_DESCRIPTION OF THE TASK:_ Copy out every line of the entries below word for word.

Region-labeling entries:
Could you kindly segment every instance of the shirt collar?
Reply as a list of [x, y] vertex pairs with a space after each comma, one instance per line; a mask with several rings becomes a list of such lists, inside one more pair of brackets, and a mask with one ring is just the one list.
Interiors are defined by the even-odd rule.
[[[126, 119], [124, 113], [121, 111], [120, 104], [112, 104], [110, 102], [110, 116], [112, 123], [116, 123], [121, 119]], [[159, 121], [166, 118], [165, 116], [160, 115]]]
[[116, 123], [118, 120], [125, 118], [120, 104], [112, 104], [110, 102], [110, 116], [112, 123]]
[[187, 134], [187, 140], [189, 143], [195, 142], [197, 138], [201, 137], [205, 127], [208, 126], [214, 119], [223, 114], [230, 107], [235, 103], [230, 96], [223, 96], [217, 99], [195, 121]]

_TASK ANSWER:_
Could you kindly segment every instance of the shirt collar?
Reply as a list of [x, y] vertex pairs with a space after each comma, one instance per line; a mask with several rings becomes a list of such lists, inside one more pair of brackets, and a mask with one ring is just the one list.
Interiors are defined by the even-odd rule.
[[[126, 119], [124, 113], [121, 111], [120, 104], [112, 104], [110, 102], [110, 116], [112, 123], [116, 123], [121, 119]], [[159, 121], [166, 118], [165, 116], [160, 115]]]
[[116, 123], [118, 120], [125, 118], [120, 104], [112, 104], [110, 102], [110, 116], [112, 123]]
[[187, 134], [187, 140], [189, 143], [195, 142], [197, 138], [201, 137], [205, 127], [208, 126], [214, 119], [223, 114], [230, 107], [235, 103], [230, 96], [223, 96], [217, 99], [195, 121]]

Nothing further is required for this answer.